Activity: Write out the following article on the expanded meat recall word for word, in full, before turning to the material.
==== Page text
Meat Recall For Cancerous Meat Expands To Co-Owner Of Slaughterhouse
This one is a doozy. It seems that the co-owner of the Rancho Feeding Corporation slaughterhouse, which was already involved in a nine-million pound meat recall, is now thought to be primarily responsible for purchasing cattle and okaying the “adulterated, misbranded, and un-inspected” meat for sale. Robert Singleton and Jesse Amaral are now both charged with conspiring to cover up the fact that their meat was tainted.
Of course, this happens every single day, and I have no doubt that half the meat we eat in this country has been dropped on the floor and cut from rotting carcasses, but that’s really not the most shocking part of this story. It’s how they covered it up that’s the real filet mignon here. The workers in the factory used cancerous cows and trimmed off the diseased parts, gave the cows a fake stamp of approval, and switched diseased cow heads with healthy ones. Now, I’m not a rancher, nor do I know anything about slaughtering cows, but it seems to me that if you have to replace the head of a cow that’s already dead, then there might be a problem somewhere up the line. Didn’t anyone notice that the read meat was brown and overgrown?
========
==== Data
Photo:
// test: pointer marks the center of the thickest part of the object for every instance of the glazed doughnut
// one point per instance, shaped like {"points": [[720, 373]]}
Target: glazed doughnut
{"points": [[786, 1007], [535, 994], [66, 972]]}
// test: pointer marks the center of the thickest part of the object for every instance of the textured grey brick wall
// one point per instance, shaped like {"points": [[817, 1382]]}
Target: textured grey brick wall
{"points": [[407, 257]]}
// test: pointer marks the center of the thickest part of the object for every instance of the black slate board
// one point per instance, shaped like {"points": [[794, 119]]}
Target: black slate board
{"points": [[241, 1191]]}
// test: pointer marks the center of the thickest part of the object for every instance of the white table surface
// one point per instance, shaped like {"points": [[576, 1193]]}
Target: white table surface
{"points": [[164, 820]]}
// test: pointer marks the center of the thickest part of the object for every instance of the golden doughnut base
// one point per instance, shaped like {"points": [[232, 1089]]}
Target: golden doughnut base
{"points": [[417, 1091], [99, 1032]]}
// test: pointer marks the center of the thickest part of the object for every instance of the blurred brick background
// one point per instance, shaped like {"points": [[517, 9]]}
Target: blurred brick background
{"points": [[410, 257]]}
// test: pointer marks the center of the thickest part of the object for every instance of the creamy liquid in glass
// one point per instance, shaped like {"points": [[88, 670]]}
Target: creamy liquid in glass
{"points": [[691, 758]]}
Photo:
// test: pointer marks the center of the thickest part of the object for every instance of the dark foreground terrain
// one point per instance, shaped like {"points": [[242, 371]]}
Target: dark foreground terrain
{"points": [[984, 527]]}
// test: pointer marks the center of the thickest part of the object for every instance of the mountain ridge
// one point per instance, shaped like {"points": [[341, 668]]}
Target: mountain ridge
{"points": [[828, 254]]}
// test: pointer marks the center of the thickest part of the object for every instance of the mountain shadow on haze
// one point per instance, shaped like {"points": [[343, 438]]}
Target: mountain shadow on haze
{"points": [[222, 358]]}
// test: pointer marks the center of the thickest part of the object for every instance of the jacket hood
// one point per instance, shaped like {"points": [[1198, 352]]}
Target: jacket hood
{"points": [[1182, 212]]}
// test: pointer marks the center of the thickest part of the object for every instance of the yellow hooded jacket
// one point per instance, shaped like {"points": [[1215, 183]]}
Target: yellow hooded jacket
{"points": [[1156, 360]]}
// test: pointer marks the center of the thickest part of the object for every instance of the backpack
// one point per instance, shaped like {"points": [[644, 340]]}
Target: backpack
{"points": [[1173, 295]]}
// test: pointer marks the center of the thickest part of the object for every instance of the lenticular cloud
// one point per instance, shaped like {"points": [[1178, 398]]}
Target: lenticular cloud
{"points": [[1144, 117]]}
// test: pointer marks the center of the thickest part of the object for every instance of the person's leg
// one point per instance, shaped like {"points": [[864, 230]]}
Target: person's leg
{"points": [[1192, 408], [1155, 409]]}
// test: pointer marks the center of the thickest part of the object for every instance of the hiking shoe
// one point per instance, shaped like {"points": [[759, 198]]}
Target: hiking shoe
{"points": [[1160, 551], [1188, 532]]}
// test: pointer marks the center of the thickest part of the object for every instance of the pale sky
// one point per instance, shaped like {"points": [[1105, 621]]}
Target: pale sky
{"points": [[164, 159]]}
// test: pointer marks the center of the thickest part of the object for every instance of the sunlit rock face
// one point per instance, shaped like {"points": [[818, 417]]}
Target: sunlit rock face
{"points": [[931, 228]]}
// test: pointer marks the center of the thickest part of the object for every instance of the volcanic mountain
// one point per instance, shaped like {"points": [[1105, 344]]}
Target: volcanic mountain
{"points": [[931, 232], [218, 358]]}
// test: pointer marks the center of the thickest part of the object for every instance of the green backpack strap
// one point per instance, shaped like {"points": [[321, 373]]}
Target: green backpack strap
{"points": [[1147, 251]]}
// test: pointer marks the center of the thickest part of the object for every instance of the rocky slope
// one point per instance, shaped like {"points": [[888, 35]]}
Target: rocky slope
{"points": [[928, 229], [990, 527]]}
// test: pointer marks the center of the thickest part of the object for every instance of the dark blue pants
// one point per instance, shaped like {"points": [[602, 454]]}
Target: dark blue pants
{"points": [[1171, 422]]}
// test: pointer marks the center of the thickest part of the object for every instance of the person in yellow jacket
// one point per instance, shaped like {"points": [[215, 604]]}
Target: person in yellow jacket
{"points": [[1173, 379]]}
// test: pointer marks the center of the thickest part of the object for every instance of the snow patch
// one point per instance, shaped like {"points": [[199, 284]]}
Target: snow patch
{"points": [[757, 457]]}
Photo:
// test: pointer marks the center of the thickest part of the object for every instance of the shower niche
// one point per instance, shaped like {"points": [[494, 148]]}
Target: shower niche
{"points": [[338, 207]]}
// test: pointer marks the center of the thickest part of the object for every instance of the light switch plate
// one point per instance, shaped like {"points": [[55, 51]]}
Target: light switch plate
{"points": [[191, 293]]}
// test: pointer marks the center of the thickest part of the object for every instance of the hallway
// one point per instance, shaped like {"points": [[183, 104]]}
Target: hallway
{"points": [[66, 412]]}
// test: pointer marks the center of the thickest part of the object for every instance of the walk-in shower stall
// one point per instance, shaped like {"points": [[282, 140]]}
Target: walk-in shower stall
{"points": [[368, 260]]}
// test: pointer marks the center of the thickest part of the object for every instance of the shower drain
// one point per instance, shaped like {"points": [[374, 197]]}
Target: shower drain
========
Written solution:
Meat Recall For Cancerous Meat Expands To Co-Owner Of Slaughterhouse
This one is a doozy. It seems that the co-owner of the Rancho Feeding Corporation slaughterhouse, which was already involved in a nine-million pound meat recall, is now thought to be primarily responsible for purchasing cattle and okaying the “adulterated, misbranded, and un-inspected” meat for sale. Robert Singleton and Jesse Amaral are now both charged with conspiring to cover up the fact that their meat was tainted.
Of course, this happens every single day, and I have no doubt that half the meat we eat in this country has been dropped on the floor and cut from rotting carcasses, but that’s really not the most shocking part of this story. It’s how they covered it up that’s the real filet mignon here. The workers in the factory used cancerous cows and trimmed off the diseased parts, gave the cows a fake stamp of approval, and switched diseased cow heads with healthy ones. Now, I’m not a rancher, nor do I know anything about slaughtering cows, but it seems to me that if you have to replace the head of a cow that’s already dead, then there might be a problem somewhere up the line. Didn’t anyone notice that the read meat was brown and overgrown?